EXERCISE REQUIREMENTS: Write out the records from the line containing "In this picture, where can the black balcony" through the line containing "(1013, 396)", keeping every line in between, and shift each coordinate in the answers up by 91.

— start of DATA LISTING —

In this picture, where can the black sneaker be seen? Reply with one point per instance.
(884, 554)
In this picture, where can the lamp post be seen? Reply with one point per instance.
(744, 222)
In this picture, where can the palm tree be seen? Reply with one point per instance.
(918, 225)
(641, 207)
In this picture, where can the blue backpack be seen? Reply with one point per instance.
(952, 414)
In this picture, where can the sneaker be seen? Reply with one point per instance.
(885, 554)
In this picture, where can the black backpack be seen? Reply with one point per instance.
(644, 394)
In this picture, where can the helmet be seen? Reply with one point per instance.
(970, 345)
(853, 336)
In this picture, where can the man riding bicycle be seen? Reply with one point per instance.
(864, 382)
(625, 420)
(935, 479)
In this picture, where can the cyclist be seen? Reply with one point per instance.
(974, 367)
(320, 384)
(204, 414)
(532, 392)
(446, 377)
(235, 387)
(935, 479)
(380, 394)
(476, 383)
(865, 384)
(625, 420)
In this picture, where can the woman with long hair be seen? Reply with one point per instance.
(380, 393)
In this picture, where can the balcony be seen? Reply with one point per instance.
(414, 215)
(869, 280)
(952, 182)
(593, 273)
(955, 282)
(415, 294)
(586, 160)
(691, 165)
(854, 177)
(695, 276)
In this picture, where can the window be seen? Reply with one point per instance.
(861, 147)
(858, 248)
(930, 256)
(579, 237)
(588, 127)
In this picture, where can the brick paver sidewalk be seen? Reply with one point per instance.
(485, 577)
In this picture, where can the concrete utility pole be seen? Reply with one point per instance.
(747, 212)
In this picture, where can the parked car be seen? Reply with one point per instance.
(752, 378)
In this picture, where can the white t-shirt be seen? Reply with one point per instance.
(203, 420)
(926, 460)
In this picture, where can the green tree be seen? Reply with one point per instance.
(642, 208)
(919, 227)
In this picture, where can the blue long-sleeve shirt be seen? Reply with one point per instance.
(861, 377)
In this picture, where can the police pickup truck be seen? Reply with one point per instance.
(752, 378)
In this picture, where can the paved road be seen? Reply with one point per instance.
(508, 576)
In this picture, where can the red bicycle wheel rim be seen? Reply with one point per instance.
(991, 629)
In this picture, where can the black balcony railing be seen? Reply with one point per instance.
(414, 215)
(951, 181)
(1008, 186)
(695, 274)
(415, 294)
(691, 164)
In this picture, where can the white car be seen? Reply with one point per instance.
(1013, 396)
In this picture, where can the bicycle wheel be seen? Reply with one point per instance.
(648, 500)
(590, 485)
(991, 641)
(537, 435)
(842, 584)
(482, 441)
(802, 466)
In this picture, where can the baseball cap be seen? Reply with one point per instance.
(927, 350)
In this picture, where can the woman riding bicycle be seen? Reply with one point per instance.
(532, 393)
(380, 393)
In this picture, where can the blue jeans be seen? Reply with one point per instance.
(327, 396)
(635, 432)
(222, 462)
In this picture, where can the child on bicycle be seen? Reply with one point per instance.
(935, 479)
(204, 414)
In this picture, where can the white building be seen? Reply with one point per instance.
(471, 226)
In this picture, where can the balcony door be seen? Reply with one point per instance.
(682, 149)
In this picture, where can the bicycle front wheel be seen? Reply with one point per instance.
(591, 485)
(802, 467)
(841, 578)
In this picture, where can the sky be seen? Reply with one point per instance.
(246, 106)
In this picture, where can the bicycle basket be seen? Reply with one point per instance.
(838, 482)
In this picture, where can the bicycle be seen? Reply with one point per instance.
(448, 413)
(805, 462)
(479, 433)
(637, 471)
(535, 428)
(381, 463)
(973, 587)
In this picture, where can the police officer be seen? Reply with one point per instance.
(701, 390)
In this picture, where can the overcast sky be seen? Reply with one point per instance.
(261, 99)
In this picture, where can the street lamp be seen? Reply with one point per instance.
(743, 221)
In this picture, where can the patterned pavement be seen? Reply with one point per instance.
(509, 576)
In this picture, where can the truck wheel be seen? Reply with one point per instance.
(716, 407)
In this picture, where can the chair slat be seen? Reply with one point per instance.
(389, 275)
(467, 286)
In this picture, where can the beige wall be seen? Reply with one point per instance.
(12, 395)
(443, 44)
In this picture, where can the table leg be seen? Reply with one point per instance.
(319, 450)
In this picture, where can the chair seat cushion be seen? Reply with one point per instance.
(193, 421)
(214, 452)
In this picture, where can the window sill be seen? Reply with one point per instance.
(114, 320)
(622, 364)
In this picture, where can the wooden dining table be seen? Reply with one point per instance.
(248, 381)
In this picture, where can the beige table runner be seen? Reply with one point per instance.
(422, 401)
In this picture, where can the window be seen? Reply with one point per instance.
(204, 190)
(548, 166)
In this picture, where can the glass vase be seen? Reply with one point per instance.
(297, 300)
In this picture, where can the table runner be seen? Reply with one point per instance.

— end of DATA LISTING —

SOLUTION TO THE EXERCISE:
In this picture, where can the black balcony railing be seen? Reply with one point per instance.
(505, 306)
(1042, 272)
(1099, 277)
(786, 365)
(506, 385)
(782, 255)
In this picture, where can the white car be seen? Reply with one point per instance.
(1104, 487)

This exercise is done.